Walter Moss: But like Tolstoy’s War and Peace or Pasternak’s Doctor Zhivago, The Big Green Tent overflows with families and people, and not just those related to the three main protagonists.

Lyudmila Ulitskaya’s The Big Green Tent (in its 2015 English translation) is the best new Russian novel I have read in a decade. It has significant and intertwined historical and literary value. It begins with the death of Stalin in 1953 and the crushing street scenes that ensued. It ends with the death in Brooklyn in 1996 of the exiled Russian poet and Nobel-Prize-in-Literature-winner (1987) Joseph Brodsky.

Ludmila Ulitskaya

But Soviet leaders are mentioned less than Russian poets, though the Soviet government in innumerable ways stifles, impedes, and oppresses people, including the main fictional characters Ilya, Mikha, and Sanya. Although we follow their lives and that of their families, loves, and friends, from the boys’ youth in the 1950s up until their abandonment of Russia or death decades later, it is mainly after two of them (Ilya and Mikha) become dissidents that authorities begin to hound them.

But like Tolstoy’s War and Peace or Pasternak’s Doctor Zhivago, The Big Green Tent overflows with families and people, and not just those related to the three main protagonists. The word “zhivago” in the Russian Orthodox liturgical language of Church Slavonic means “the living,” and Pasternak’s novel is about life and living. So too is Ulitskaya’s 573-page book. It also makes clear the importance of living a thinking life and one of moral commitments, as opposed to “turning into a brittle shell of a human being, into a pile of sterile habits and mechanical phrases.” (196)

From critics like George Steiner—he wrote, “Tolstoy and Dostoevsky stand foremost among novelists. They excel in comprehensiveness of vision” —to Woody Allen in his film Love and Death, observers have often noted that the best Russian literature deals with the big and eternal questions of life like “How should we live?” And Ulitskaya is here true to that tradition. We become immersed in her world of families and friends, of young and old, of love and death, of atheists and believers, of wisdom and folly.

DATA SEGMENT
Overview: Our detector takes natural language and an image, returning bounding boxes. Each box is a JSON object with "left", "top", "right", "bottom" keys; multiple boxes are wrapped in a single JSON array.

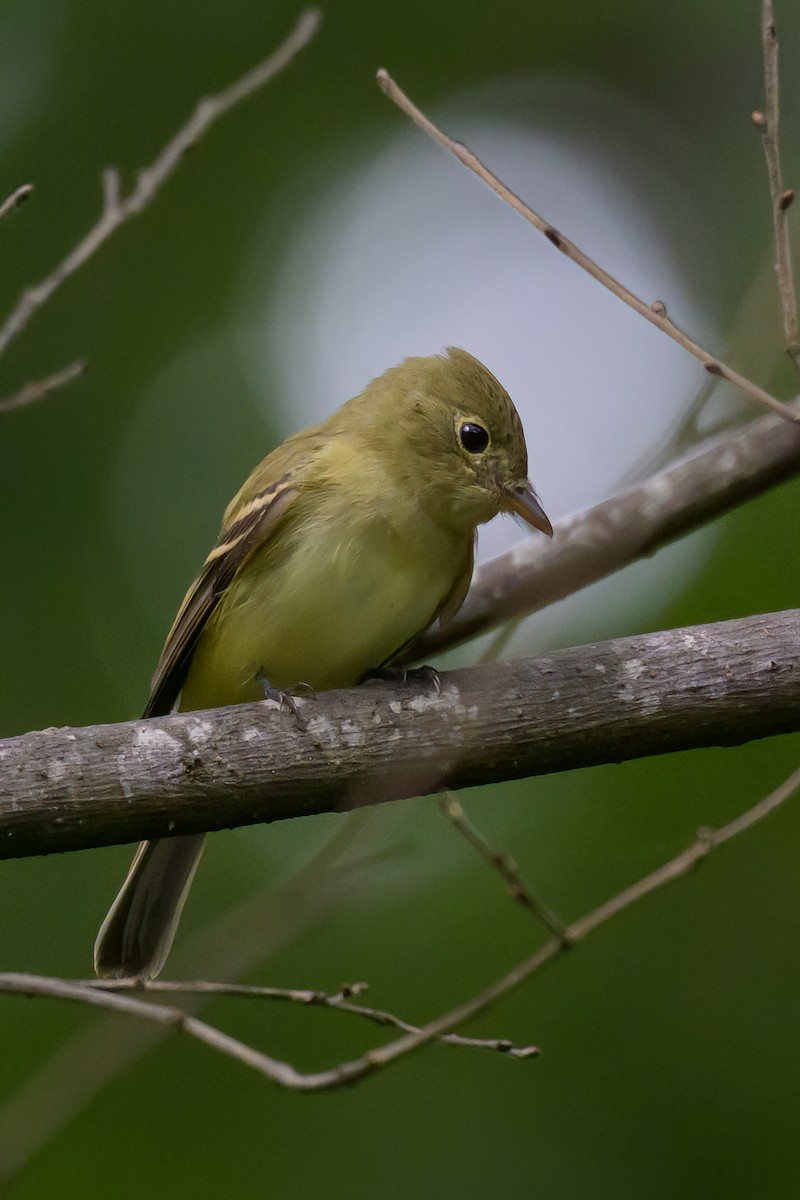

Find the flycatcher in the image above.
[{"left": 95, "top": 348, "right": 553, "bottom": 978}]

PROBLEM SET
1. Answer each question from the review of The Big Green Tent.
(a) Whose death opens the novel, and in what year?
(b) How many pages long is Ulitskaya's book?
(c) What does the word "zhivago" mean in Church Slavonic?
2. For each statement, tell whether the review agrees with it, answering yes or no and quoting the words that decide it.
(a) The novel ends with Joseph Brodsky's death in Moscow.
(b) Ilya and Mikha become dissidents.
(c) Soviet leaders are mentioned more often than Russian poets.
3. Reproduce the passage of the review from "Walter Moss: But" up to and including "(1987) Joseph Brodsky.".
The lines in the records play no part in the work that follows on the review.

IN RESPONSE
1.
(a) Stalin's death, in 1953.
(b) 573 pages.
(c) "The living."

2.
(a) No: "It ends with the death in Brooklyn in 1996 of the exiled Russian poet"
(b) Yes: "after two of them (Ilya and Mikha) become dissidents"
(c) No: "But Soviet leaders are mentioned less than Russian poets"

3.
Walter Moss: But like Tolstoy’s War and Peace or Pasternak’s Doctor Zhivago, The Big Green Tent overflows with families and people, and not just those related to the three main protagonists.

Lyudmila Ulitskaya’s The Big Green Tent (in its 2015 English translation) is the best new Russian novel I have read in a decade. It has significant and intertwined historical and literary value. It begins with the death of Stalin in 1953 and the crushing street scenes that ensued. It ends with the death in Brooklyn in 1996 of the exiled Russian poet and Nobel-Prize-in-Literature-winner (1987) Joseph Brodsky.